STATED GOAL:
Please count the lines in the rows below that contain the string "bench", treating uppercase and lowercase as different, and reply with the number alone.

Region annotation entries
————————

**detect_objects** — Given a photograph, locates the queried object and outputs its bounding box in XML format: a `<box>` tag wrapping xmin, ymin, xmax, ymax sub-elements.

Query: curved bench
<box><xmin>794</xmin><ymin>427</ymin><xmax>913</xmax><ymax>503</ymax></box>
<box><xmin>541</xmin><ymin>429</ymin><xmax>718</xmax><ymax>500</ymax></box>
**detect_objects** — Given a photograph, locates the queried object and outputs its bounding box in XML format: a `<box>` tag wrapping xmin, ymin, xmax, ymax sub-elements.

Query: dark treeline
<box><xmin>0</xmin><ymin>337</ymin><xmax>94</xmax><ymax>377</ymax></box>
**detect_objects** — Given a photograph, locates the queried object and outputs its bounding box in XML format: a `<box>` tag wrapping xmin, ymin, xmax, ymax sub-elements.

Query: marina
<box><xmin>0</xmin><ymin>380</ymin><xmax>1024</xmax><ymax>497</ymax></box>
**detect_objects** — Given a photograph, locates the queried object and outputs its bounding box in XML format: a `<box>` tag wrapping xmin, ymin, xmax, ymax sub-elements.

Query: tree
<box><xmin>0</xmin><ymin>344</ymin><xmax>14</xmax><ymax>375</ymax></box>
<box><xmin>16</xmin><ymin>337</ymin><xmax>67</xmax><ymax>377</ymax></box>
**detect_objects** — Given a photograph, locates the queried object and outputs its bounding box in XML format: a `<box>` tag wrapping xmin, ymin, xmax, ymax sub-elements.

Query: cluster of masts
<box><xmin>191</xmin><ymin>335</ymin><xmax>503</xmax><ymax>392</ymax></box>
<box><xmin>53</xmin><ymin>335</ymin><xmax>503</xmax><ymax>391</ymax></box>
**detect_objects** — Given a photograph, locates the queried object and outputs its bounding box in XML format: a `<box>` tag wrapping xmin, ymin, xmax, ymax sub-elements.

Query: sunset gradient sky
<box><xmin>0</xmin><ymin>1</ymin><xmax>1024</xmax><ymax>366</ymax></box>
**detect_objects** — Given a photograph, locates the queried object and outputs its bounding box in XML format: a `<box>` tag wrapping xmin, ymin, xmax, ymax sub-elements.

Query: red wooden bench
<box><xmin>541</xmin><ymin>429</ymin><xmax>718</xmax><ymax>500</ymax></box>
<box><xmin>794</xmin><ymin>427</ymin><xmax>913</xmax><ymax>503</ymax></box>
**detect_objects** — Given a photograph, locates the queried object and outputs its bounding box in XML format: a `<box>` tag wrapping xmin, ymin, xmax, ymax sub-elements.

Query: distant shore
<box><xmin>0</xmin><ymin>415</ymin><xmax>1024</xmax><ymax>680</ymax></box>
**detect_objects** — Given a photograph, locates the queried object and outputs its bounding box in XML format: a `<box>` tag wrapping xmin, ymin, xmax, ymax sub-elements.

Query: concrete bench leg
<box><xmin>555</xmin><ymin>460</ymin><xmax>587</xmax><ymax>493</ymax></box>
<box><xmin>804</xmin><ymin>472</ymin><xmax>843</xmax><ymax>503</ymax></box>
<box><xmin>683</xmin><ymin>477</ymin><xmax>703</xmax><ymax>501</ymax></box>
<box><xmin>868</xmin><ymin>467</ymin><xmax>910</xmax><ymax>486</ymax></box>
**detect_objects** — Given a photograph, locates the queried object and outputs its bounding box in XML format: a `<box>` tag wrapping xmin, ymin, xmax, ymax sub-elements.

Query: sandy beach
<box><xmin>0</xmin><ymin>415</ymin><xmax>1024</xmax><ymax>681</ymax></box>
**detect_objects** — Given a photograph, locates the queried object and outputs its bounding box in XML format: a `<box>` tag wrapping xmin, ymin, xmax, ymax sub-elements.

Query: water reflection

————————

THE COMPLETED TASK:
3